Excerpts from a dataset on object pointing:
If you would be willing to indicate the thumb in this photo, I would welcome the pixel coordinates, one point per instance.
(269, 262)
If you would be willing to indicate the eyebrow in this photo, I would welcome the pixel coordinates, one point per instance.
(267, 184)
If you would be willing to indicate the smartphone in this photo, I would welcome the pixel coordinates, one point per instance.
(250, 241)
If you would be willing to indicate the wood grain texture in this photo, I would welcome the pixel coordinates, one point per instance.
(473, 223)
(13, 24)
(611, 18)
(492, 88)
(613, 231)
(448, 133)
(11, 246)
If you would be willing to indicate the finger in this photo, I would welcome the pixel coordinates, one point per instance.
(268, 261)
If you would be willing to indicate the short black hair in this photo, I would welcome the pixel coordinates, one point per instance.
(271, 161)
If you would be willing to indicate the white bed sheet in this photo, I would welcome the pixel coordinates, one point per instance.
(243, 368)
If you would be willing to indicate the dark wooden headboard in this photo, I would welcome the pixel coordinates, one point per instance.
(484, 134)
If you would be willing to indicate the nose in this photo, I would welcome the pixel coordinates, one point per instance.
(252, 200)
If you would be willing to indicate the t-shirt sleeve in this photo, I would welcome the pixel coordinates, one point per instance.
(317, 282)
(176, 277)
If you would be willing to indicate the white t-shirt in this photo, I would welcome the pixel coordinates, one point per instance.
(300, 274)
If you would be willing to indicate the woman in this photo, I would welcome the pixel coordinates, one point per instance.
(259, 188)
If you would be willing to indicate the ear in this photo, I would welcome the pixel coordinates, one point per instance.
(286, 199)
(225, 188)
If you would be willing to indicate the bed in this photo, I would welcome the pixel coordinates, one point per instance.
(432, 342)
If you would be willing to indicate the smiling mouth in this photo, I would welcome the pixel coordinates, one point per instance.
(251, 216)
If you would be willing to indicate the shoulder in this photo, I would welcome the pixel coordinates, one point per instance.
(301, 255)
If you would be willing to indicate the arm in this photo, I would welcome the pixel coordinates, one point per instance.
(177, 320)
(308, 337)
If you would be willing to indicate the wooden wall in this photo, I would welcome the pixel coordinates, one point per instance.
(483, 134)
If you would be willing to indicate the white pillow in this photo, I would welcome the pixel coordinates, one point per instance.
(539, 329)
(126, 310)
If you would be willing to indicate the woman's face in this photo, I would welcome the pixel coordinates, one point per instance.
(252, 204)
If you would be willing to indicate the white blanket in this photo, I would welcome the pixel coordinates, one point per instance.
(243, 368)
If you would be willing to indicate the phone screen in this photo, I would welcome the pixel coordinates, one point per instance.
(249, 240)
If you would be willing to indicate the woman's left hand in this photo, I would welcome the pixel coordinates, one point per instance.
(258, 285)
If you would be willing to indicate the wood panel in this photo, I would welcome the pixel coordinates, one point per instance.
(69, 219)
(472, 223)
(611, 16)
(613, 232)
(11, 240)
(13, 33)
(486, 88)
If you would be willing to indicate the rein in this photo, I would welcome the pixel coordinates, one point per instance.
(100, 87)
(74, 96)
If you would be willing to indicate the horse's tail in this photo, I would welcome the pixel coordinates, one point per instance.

What you should do: Could you set out the records above as a numbered list with no blank lines?

Written solution:
1. If you would be willing to indicate the thumb in this photo, I would welcome the pixel coordinates, one point per instance.
2. (269, 262)
3. If you would be willing to indicate the eyebrow in this photo, I would welcome the pixel coordinates, one point per instance.
4. (267, 184)
5. If you would be willing to indicate the smartphone in this photo, I would welcome the pixel coordinates, one point per instance.
6. (250, 241)
7. If you would be willing to indicate the wood grain texture in this photo, I would welcome the pixel coordinates, one point per instance.
8. (473, 223)
9. (13, 24)
10. (611, 18)
11. (492, 88)
12. (613, 231)
13. (448, 133)
14. (11, 246)
15. If you would be willing to indicate the finger in this photo, I would welcome the pixel coordinates, one point per instance.
16. (268, 261)
17. If you would be willing to indicate the short black hair in this photo, I would welcome the pixel coordinates, one point per instance.
18. (271, 161)
19. If you would be willing to indicate the white bed sheet in this photo, I would welcome the pixel coordinates, one point per instance.
20. (243, 368)
21. If you would be willing to indicate the dark wooden headboard in this photo, I would welcome the pixel coordinates, one point per instance.
22. (484, 134)
23. If you would be willing to indicate the nose in this photo, I would welcome the pixel coordinates, one point per instance.
24. (252, 200)
25. If you would be willing to indicate the t-shirt sleeve in this photo, I would welcome the pixel coordinates, one point per instance.
26. (317, 282)
27. (176, 277)
28. If you would be willing to indicate the white t-shirt in this photo, I would welcome the pixel coordinates, one point per instance.
29. (300, 274)
30. If you would be willing to indicate the woman in this photo, I would welcome the pixel coordinates, one point per instance.
31. (259, 188)
32. If you would be willing to indicate the ear in this photo, I would welcome the pixel coordinates, one point per instance.
33. (286, 199)
34. (225, 188)
35. If you would be willing to indicate the bed in this photo, I would welcome the pixel coordinates, one point per instance.
36. (432, 342)
37. If you would be willing to indicate the smiling mouth in this photo, I would welcome the pixel coordinates, one point per instance.
38. (251, 216)
39. If you would be willing to indicate the shoulder in this photo, I would welcome the pixel coordinates, one point per instance.
40. (301, 255)
41. If you would be willing to indicate the arm in this photo, I would welcome the pixel coordinates, one point per instance.
42. (177, 320)
43. (308, 337)
44. If you would be willing to indicate the wooden wall in this photo, I would welcome the pixel coordinates, one point per instance.
45. (483, 134)
46. If you would be willing to indicate the white pillow in this photo, I would welcome the pixel coordinates, one point per instance.
47. (539, 329)
48. (126, 310)
49. If you would be willing to indicate the woman's face in this photo, I would welcome the pixel coordinates, one point per instance.
50. (252, 204)
51. If you would be willing to indicate the white blanket in this photo, I would welcome the pixel coordinates, one point per instance.
52. (243, 368)
53. If you would be willing to indicate the phone screen in this photo, I would welcome the pixel coordinates, one point per instance.
54. (249, 240)
55. If you would be willing to indicate the woman's left hand in this photo, I would welcome the pixel coordinates, one point per instance.
56. (258, 285)
57. If you would be willing to indicate the wood panel in this photo, I would welcome the pixel coordinates, one point per instance.
58. (69, 219)
59. (472, 223)
60. (611, 16)
61. (613, 232)
62. (11, 240)
63. (13, 33)
64. (486, 88)
65. If you would be willing to indicate the rein in this photo, I would welcome the pixel coordinates, one point per instance.
66. (100, 87)
67. (74, 96)
68. If you would be willing to indicate the horse's tail in this photo, I would welcome the pixel coordinates, one point per instance.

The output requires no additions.